Given entries START

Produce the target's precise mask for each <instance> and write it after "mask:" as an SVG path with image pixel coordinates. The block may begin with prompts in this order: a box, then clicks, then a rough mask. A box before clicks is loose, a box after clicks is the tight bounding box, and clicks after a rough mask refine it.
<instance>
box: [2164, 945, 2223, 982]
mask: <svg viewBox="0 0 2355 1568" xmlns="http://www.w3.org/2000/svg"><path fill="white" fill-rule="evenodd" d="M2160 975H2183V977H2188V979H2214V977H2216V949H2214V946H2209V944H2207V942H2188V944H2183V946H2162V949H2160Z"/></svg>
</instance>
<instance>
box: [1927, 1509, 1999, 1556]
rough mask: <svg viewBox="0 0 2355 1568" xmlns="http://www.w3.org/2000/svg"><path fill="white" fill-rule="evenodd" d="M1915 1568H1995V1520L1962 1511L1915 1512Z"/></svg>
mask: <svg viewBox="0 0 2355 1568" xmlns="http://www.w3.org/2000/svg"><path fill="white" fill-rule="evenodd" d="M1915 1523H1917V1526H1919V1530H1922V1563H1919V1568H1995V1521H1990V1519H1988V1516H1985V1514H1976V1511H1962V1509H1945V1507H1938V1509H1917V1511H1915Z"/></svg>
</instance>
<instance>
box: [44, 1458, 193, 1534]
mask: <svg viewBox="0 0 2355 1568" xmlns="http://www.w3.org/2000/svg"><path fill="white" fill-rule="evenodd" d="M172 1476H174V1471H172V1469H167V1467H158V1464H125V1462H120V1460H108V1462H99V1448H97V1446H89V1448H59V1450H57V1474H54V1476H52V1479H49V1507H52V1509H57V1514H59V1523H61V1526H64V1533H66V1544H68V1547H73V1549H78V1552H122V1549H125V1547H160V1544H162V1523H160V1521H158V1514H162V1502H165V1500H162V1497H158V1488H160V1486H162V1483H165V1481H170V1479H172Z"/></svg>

Given entries END

Reproduce the items above word for word, from their first line through the line that contains "box: [2164, 945, 2223, 982]", including both of those lines.

#### Answer to the problem
Produce the target's precise mask for each <instance> and write it after "mask:" as an SVG path with image pixel coordinates. The block may begin with prompts in this order: a box, then clicks, then a rough mask. A box before clicks is loose, a box after clicks is the tight bounding box, and clicks after a rough mask refine it.
<instance>
box: [2164, 945, 2223, 982]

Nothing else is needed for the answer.